__SET EXERCISE 1__
From the passage on the Association of Public Relations Firms, reproduce the text from "But Jack Bergen" up to and including "run their businesses.".
__SET EXERCISE 2__
Using the passage on the Association of Public Relations Firms, answer the following questions:
(a) How many member agencies does the association have so far?
(b) Which two Los Angeles-based agencies have joined as members?
(c) What is the minimum amount a member agency pays in dues each year?
__SET EXERCISE 3__
Summarize the passage on the Association of Public Relations Firms in two sentences.

# Start of PAGE EXCERPT

Public relations executives have never been particularly unified about anything, especially when it comes to things like ethical standards and political stances. The nation’s dominant P.R. association, the Public Relations Society of America, has long been so split by infighting and apathy that a whole generation of P.R. executives is barely aware of its existence.

But Jack Bergen and the other founders of the national Association of Public Relations Firms think the industry is ready for a powerful trade group that will police ethical standards, improve the reputation of the industry as a whole and help agency heads run their businesses.

So far, the fledgling association has 60 member agencies, including nine of the 10 biggest P.R. companies in the country. But Bergen acknowledges that attracting the small and mid-sized, independent agencies is proving a challenge especially in Los Angeles and throughout the West Coast.

So far, only two L.A.-based agencies have signed on as members: Century City-based Rogers & Associates and Beverly Hills-based entertainment specialist Bragman Nyman Cafarelli. The others appear to be either biding their time to see whether the group turns into anything, or simply turned off by the notion of trade associations.

“You’ve got to ask yourself, what did (the PRSA) ultimately do for the business? You’ve got to wonder if this is just another version of the PRSA under another name,” said Lee Helper, president of West L.A.-based Bender, Goldman & Helper. “It seems like just another take on an organization that has not really succeeded in helping the industry overall.”

While the PRSA’s membership is made up of individual P.R. executives, the APRF members are firms. To attract the smaller companies, dues are set according to a sliding scale member agencies pay 0.065 percent of their U.S. revenues, or a minimum of $2,500 a year or maximum of $50,000.

# End of PAGE EXCERPT
# Start of DATA EXCERPTS

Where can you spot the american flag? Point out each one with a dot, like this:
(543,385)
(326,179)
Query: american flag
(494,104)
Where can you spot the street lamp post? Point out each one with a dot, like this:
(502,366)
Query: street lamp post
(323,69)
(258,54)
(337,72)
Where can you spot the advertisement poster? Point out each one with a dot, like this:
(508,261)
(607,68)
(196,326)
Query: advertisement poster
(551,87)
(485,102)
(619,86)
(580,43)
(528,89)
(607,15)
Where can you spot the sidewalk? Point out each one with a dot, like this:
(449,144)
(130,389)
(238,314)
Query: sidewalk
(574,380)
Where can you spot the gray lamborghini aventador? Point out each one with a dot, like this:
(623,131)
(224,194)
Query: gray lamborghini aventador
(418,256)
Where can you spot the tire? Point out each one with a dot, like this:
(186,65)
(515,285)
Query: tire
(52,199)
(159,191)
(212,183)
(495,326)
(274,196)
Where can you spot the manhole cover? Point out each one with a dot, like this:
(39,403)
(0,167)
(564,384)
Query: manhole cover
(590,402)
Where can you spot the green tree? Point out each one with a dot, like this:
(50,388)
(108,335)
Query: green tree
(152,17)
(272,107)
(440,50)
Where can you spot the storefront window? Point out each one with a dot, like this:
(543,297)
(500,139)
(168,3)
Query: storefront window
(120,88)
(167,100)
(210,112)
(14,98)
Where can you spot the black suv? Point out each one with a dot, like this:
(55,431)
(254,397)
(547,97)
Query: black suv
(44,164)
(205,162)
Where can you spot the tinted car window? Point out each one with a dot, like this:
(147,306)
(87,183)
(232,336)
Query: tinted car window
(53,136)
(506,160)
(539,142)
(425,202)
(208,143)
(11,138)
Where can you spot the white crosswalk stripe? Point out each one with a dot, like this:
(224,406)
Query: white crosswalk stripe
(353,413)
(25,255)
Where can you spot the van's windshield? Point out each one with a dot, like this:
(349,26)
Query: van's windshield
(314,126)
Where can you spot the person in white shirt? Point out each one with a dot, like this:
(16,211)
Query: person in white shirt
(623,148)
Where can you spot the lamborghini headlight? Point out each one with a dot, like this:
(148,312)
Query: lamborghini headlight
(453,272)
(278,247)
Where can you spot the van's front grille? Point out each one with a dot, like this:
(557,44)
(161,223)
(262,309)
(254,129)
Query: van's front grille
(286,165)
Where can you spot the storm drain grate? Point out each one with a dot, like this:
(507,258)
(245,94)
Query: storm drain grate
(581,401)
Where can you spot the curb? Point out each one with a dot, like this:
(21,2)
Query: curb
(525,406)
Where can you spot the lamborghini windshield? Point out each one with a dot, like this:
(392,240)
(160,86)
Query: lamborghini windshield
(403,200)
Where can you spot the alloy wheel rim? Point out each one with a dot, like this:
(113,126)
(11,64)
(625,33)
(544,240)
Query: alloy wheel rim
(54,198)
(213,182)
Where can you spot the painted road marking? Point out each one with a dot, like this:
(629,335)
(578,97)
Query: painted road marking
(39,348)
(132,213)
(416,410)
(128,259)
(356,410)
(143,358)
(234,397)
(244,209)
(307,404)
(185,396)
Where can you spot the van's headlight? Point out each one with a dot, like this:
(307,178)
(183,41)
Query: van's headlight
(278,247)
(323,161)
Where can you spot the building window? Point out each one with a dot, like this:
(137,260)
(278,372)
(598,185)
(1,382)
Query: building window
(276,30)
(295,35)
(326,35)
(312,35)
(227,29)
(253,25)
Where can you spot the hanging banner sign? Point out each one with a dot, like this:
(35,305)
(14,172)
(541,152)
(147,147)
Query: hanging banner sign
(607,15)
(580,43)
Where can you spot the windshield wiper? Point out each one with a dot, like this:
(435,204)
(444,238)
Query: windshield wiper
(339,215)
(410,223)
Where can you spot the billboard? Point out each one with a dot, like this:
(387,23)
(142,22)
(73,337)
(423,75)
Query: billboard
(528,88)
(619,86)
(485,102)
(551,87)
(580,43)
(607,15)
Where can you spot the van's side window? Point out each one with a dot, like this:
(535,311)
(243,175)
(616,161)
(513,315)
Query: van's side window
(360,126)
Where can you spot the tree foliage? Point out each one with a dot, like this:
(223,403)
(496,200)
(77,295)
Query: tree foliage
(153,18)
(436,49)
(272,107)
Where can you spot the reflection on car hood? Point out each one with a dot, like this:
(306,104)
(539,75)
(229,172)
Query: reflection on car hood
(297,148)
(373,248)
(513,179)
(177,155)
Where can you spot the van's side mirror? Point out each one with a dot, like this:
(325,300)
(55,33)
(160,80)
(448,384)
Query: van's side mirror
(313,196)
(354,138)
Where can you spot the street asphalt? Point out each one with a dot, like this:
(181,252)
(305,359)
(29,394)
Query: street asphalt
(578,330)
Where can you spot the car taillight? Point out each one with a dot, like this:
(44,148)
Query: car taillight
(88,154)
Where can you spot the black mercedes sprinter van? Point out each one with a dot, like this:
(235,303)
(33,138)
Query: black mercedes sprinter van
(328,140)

# End of DATA EXCERPTS

__WORKED ANSWER 1__
But Jack Bergen and the other founders of the national Association of Public Relations Firms think the industry is ready for a powerful trade group that will police ethical standards, improve the reputation of the industry as a whole and help agency heads run their businesses.

__WORKED ANSWER 2__
(a) 60 member agencies.
(b) Rogers & Associates and Bragman Nyman Cafarelli.
(c) $2,500.

__WORKED ANSWER 3__
Jack Bergen and the other founders of the national Association of Public Relations Firms aim to build a trade group that polices ethical standards, improves the industry's reputation and helps agency heads run their businesses. The association has 60 member agencies, including nine of the 10 biggest in the country, but it is struggling to attract small and mid-sized independent agencies, especially in Los Angeles and on the West Coast, despite dues set on a sliding scale.